# CHALLENGE
Output the lines of the listing below without any changes, from the line containing "I'd like to know if the wooden" through the last line of the listing, both included.
>>
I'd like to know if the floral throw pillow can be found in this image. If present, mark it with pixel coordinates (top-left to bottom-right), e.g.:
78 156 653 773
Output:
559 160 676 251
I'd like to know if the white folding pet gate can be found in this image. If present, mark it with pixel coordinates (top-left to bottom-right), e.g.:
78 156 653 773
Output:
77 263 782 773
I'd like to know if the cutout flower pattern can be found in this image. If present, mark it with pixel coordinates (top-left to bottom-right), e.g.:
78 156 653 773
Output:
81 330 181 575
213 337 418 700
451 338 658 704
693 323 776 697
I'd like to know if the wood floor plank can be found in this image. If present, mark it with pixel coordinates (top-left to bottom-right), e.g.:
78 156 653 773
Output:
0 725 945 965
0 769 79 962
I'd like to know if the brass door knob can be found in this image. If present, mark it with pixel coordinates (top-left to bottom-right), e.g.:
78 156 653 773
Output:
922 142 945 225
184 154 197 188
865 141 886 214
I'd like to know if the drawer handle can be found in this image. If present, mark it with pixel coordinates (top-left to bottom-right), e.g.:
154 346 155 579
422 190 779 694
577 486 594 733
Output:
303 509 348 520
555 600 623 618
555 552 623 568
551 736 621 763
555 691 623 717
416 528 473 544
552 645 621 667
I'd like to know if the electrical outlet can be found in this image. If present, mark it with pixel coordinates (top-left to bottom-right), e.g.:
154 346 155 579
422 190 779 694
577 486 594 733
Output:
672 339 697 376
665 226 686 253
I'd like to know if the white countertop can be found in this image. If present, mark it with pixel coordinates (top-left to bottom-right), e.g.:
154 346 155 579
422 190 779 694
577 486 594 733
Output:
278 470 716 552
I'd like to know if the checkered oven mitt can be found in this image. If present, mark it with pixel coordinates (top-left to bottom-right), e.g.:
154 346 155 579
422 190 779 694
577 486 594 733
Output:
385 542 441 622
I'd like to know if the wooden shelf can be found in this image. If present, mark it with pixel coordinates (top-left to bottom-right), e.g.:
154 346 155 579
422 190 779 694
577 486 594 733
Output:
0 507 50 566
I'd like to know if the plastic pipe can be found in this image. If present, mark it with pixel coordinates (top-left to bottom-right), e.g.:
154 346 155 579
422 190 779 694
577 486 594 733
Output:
<<
# ANSWER FOR THE TASK
I'd like to know if the wooden shelf can be found in this image. If present, mark it with pixel coordinates (top-left to bottom-right), e.g.:
154 346 155 579
422 190 779 694
577 486 594 733
Output:
0 507 50 566
I'd like to know if the plastic pipe can be found in this image. If present, mark it with pixel coordinates (top-left to bottom-right), e.g.:
154 346 155 579
422 190 779 694
577 486 594 733
Output:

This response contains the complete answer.